Textauszug:
=====

Schlaflos in Hamburg

Vor einigen Jahren explodierte mitten in der Nacht ein Auto in der Straße hinter meinem Haus. Quasi unter meinem Schlafzimmerfenster. Ich weiß nicht mehr, wie es zu diesem Vorfall kam, ich weiß nur noch, dass ich erst am nächsten Vormittag davon erfuhr und zwar, als meine Nachbarin mich fragte: „Wo warst Du eigentlich heute Nacht?“ Sie und der gesamte Rest der Nachbarschaft standen nach der Explosion erst kerzengerade im Bett und dann auf der Straße. Ich nicht. Ich wurde wie immer um 6 Uhr 30 vom Wecker geweckt.

Diese kleine Geschichte beschreibt sehr gut den Schlaf der ersten vier Jahrzehnte meines Lebens: nahezu komatös. Mich konnte nichts aus der Nachtruhe bringen: kein Stress, kein Streit, kein Horrorfilm im Kino. Hinlegen, Licht aus, einschlafen, durchschlafen, aufwachen – das war gesichert.

=====

Angezeigte Daten:
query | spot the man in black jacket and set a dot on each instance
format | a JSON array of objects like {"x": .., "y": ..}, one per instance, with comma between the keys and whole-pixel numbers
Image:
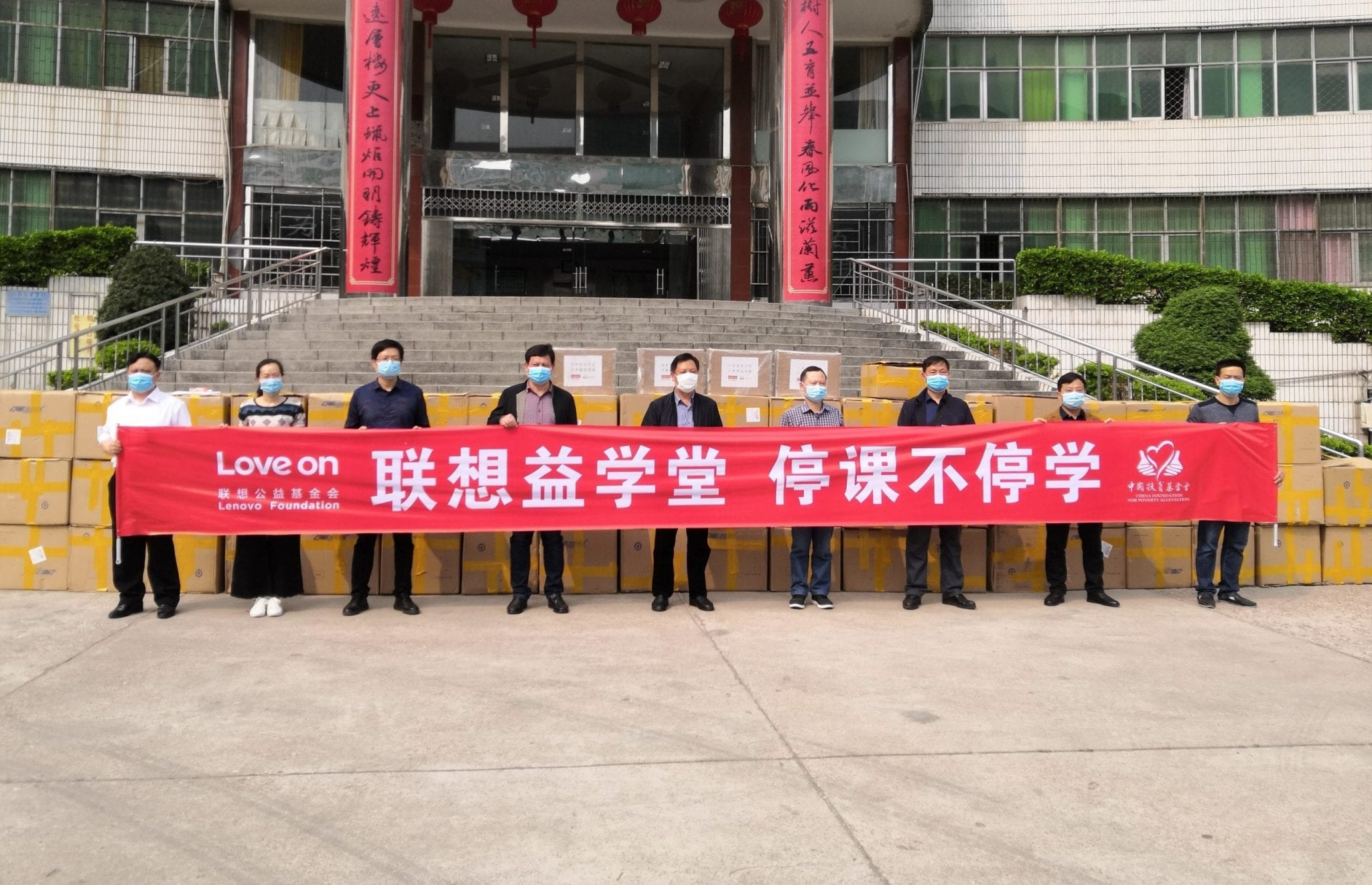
[
  {"x": 682, "y": 408},
  {"x": 935, "y": 407},
  {"x": 535, "y": 401}
]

=====

Aufgaben zur Übung:
[A] Gib den Absatz im Textauszug, der mit „Diese kleine Geschichte beschreibt“ beginnt, kürzer wieder, ohne dass seine wichtigsten Aussagen verloren gehen.
[B] Stimmen diese Aussagen mit dem Textauszug überein? Antworte jeweils mit Ja oder Nein und zitiere die entscheidenden Worte.
(i) Die schreibende Person erfuhr erst am nächsten Vormittag von der Explosion.
(ii) Das Auto explodierte auf der Straße vor dem Haus.
(iii) Der Wecker klingelte an jenem Morgen um 7 Uhr.

Lösungen:
[A] In den ersten vier Lebensjahrzehnten war der Schlaf nahezu komatös. Weder Stress noch Streit noch ein Horrorfilm im Kino störten die Nachtruhe. Einschlafen, Durchschlafen und Aufwachen waren gesichert.

[B]
(i) Ja: „dass ich erst am nächsten Vormittag davon erfuhr“
(ii) Nein: „in der Straße hinter meinem Haus“
(iii) Nein: „Ich wurde wie immer um 6 Uhr 30 vom Wecker geweckt.“